Commentaires des pièces de cette messe par Dom Baron.
LEÇONS DES MATINES : Mort de Jézabel. Règne d’Athalie. (IV Rois. IX. X)
ÉPÎTRE : le Saint-Esprit inspire tout en nous pour l’utilité commune. En dehors de lui rien de bon ne peut venir de nous. (I Cor. XII. 2-11).
ÉVANGILE : Le Pharisien et le publicain. (Luc. XVIII. 91. 4)
IDÉE CENTRALE : Il semble que l’on peut tout ramener autour de l’épître. Rien de bon ne se fait en dehors de l’Esprit du Christ qui est en nous pour nous guider et nous utiliser en vue du bien commun. Nos propres actions peuvent avoir des effets heureux, mais qui passent.
L’exemple de Jézabel celui d’Athalie et celui du Pharisien sont typiques. Ils ont agi par orgueil; ils finissent mal. Le Publicain par contre est justifié et exalté parce qu’il a utilisé l’Esprit qui l’inspirait. La collecte elle-même peut être entendue dans ce sens, car nous ne « courrons vers les biens promis » que sous l’inspiration et la conduite de l’Esprit; c’est donc la docilité à l’entendre et à le suivre que nous demandons en fait à la Toute-Puissance de Dieu.
INTROÏT
LE TEXTE
Comme j’invoquais le Seigneur, il entendit ma voix (et me mit à l’abri) de ceux qui me cherchaient. Et il les a humiliés, lui qui est avant les siècles et demeure éternellement. Jette ta pensée sur le Seigneur et lui-même prendra soin de toi. Ps. – Exauce, Dieu, ma prière et ne dédaigne pas ma supplication. Écoute-moi et exauce-moi. Ps. LIV. 17, 18, 20, 29, 2.
Le Psalmiste qui, dans la première partie du Psaume, s’est lamenté sur le mal que lui font ses ennemis, se remémore, pour se donner confiance, ce que le Seigneur a fait pour lui dans le passé et s’exhorte à tout lui abandonner une fois de plus : « jette ta pensée, ton souci sur le Seigneur… »

* [Tâches proposées]:
[1] Traduisez en anglais la phrase suivante du commentaire de la messe : « Nos propres actions peuvent avoir des effets heureux, mais qui passent. »
[2] D'après le commentaire de la messe, pour quelle raison le Publicain est-il justifié et exalté ?
[3] Donnez la suite du commentaire de la messe à partir de sa dernière phrase.

(Une série d'enregistrements)
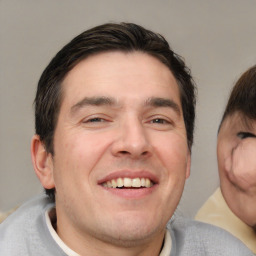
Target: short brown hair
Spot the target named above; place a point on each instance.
(243, 97)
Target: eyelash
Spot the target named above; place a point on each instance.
(244, 135)
(159, 121)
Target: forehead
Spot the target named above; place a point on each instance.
(121, 75)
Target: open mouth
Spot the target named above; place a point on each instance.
(128, 183)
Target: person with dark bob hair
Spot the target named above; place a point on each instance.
(114, 114)
(232, 207)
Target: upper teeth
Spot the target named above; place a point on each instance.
(128, 182)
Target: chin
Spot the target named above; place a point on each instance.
(133, 230)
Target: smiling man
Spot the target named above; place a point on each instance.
(114, 128)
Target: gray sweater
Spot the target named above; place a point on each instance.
(25, 233)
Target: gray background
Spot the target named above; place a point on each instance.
(217, 38)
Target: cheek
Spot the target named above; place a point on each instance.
(174, 154)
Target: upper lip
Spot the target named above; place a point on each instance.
(132, 174)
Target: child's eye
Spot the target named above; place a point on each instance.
(244, 135)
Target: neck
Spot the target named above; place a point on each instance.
(89, 245)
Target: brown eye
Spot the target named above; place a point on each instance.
(244, 135)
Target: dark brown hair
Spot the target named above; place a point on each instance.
(243, 97)
(126, 37)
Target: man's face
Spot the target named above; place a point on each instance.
(121, 155)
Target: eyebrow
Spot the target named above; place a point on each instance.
(109, 101)
(163, 102)
(93, 101)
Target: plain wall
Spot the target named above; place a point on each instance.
(216, 38)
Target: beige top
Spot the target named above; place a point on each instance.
(216, 212)
(165, 250)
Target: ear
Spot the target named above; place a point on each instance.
(188, 164)
(42, 162)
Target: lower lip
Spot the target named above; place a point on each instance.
(130, 193)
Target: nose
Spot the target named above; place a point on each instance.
(132, 141)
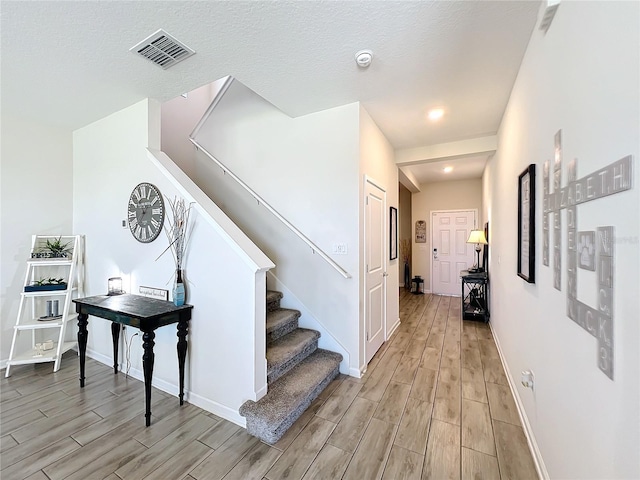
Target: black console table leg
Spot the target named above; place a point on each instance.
(183, 330)
(147, 366)
(83, 320)
(115, 334)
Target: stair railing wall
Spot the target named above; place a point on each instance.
(223, 86)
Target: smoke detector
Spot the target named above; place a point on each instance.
(162, 49)
(364, 58)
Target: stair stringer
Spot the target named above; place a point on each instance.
(308, 320)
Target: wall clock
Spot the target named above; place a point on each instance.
(145, 212)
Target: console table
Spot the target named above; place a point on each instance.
(475, 305)
(140, 312)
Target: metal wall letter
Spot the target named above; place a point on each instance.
(591, 251)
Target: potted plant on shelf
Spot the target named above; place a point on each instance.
(53, 249)
(46, 284)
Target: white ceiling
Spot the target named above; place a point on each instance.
(67, 63)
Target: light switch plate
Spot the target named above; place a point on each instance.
(340, 249)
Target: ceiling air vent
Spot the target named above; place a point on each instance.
(162, 49)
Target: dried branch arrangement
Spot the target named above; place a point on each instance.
(177, 229)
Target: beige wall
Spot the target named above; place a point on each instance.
(455, 195)
(404, 226)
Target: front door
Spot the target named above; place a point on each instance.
(450, 253)
(375, 311)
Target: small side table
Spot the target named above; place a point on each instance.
(144, 313)
(475, 304)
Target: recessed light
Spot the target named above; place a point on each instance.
(435, 114)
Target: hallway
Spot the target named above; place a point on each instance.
(434, 404)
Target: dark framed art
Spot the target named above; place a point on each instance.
(526, 224)
(393, 233)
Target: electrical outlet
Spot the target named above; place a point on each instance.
(527, 379)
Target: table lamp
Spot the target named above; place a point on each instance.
(477, 237)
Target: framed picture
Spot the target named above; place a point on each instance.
(526, 224)
(393, 233)
(485, 249)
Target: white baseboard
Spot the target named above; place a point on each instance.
(393, 328)
(528, 431)
(217, 409)
(172, 389)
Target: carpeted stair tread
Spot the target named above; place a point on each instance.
(280, 322)
(289, 396)
(285, 352)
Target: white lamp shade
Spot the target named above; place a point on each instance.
(477, 236)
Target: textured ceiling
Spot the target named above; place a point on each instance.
(67, 62)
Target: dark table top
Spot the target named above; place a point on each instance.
(474, 275)
(134, 310)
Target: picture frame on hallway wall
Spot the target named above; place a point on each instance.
(393, 233)
(526, 224)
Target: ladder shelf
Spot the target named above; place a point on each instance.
(37, 312)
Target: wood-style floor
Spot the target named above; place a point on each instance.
(434, 404)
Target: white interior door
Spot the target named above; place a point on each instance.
(450, 253)
(375, 285)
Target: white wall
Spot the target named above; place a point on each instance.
(110, 159)
(306, 168)
(35, 198)
(179, 117)
(377, 162)
(452, 195)
(581, 77)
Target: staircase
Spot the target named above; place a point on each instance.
(297, 371)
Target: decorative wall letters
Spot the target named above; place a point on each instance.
(587, 250)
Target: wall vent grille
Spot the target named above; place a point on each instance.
(162, 49)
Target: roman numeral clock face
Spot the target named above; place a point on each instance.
(145, 213)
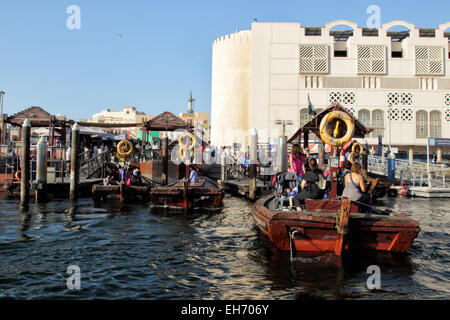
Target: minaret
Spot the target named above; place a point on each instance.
(190, 102)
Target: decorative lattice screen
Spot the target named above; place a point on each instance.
(429, 60)
(313, 58)
(400, 114)
(346, 98)
(400, 98)
(447, 115)
(371, 60)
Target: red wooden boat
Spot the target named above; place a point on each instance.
(206, 194)
(319, 228)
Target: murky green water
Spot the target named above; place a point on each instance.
(130, 252)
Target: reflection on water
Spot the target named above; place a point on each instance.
(130, 251)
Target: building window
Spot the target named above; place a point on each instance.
(421, 124)
(378, 123)
(364, 116)
(313, 82)
(435, 124)
(313, 58)
(304, 116)
(400, 98)
(371, 60)
(400, 114)
(428, 84)
(447, 115)
(447, 99)
(429, 60)
(370, 82)
(343, 97)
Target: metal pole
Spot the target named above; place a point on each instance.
(165, 159)
(282, 154)
(390, 127)
(3, 133)
(74, 162)
(41, 175)
(26, 167)
(223, 175)
(428, 155)
(253, 163)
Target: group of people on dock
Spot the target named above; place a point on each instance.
(312, 181)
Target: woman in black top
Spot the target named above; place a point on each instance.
(309, 188)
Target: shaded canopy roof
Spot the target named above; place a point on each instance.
(167, 120)
(314, 124)
(37, 116)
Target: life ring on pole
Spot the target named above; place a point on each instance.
(352, 157)
(180, 143)
(360, 148)
(327, 119)
(121, 147)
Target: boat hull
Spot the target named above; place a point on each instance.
(316, 231)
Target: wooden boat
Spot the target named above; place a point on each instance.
(320, 229)
(206, 194)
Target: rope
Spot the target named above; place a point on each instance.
(337, 224)
(290, 247)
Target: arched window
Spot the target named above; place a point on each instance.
(421, 124)
(364, 116)
(397, 33)
(341, 31)
(435, 124)
(378, 123)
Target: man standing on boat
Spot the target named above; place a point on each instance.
(193, 176)
(296, 161)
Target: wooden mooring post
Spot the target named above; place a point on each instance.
(41, 174)
(223, 162)
(342, 226)
(74, 162)
(165, 159)
(26, 165)
(253, 163)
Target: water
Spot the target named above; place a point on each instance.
(129, 252)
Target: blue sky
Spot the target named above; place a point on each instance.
(147, 54)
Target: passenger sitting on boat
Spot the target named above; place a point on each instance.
(136, 179)
(341, 176)
(355, 188)
(193, 176)
(111, 179)
(309, 186)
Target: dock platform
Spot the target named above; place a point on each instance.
(425, 192)
(240, 187)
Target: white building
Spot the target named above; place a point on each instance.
(392, 80)
(126, 115)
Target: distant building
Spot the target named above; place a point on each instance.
(126, 115)
(397, 82)
(199, 120)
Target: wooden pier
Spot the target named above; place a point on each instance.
(424, 192)
(123, 192)
(241, 187)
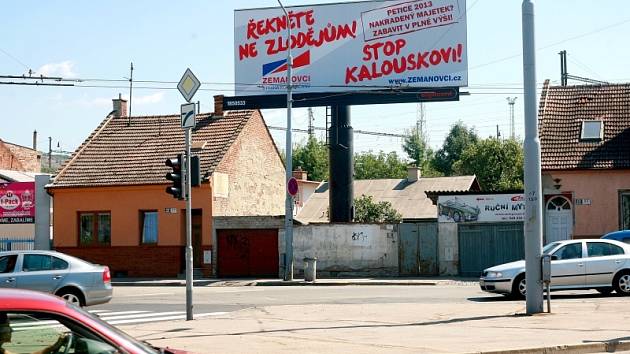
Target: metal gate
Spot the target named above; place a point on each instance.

* [Réponses par tâche]:
[1] Our own actions can have happy effects, but ones that pass away.

[2] Parce qu'il a utilisé l'Esprit qui l'inspirait.

[3]
Au sens liturgique, l’Église se rappelant, elle aussi, les bienfaits répétés du Seigneur, s’exhorte, et exhorte les siens, à s’en remettre à lui ou plus précisément à son Esprit qui a mission de nous guider et de nous garder.
LA MÉLODIE
Les deux premières phrases, comme dans le texte, ne sont qu’un récitatif, mais l’auteur l’a voulu très orné et très expressif.
La succession de quatre temps composés ternaires en mouvement arsique donne au début de la première phrase quelque chose de décidé, de vif même, et de joyeux aussi, comme si après une longue délibération l’âme mettait en pratique, sur le champ, la décision qu’elle vient de prendre : « tu as été exaucée jadis, jette encore ton souci sur le Seigneur ». Le mouvement s’épanouit sur la tristropha de exaudi en une nuance délicate qui évoque les souvenirs heureux Après une légère détente il rebondit sur appropinquant; la bivirga y met comme une touche de terreur, au souvenir des ennemis menaçants.
Dans la deuxième phrase, la mélodie, d’abord très calme, s’anime peu à peu sur humiliaviteos. Ce sont les souvenirs heureux qui continuent. Mais sur qui est ante saecula et manet in æternum à l’idée de l’éternité de Dieu, si magnifiquement décrite en ces quelques mots, une sorte de grandeur mystique la pénètre. Notez les deux doubles notes de qui est ante saeculamanet qui fixent la mélodie sur do et les deux pressus qui, par degré, la ramènent à la tonique. C’est noble, grand, somptueux comme un cortège royal.
Tout autre est la dernière phrase. On sent l’âme comme déchargée du poids de son souci et heureuse de faire partager aux autres son expérience. Son chant s’allège; il monte joyeux vers Domino qu’il enveloppe d’un motif aimable puis met te en un admirable relief; soit qu’elle se parle à elle-même ou qu’elle s’adresse à un ami, elle sait et dit avec insistance combien, malgré sa petitesse et son indignité, elle est précieuse devant le Seigneur. Ce texte est celui du graduel du IIIe Dimanche après la Pentecôte. Dans un genre différent l’expression est la même. On aura profit à le constater, notamment sur te, où l’insistance est également remarquable.
La prière se fait alors, dans le psaume, légère et riche d’espoir.
GRADUEL
LE TEXTE
Garde-moi? Seigneur, comme la pupille de l’œil. Sous l’ombre de tes ailes protège-moi. Verset. – De ton visage que ma justification sorte, que tes yeux voient l’équité. Ps. XVI. 8.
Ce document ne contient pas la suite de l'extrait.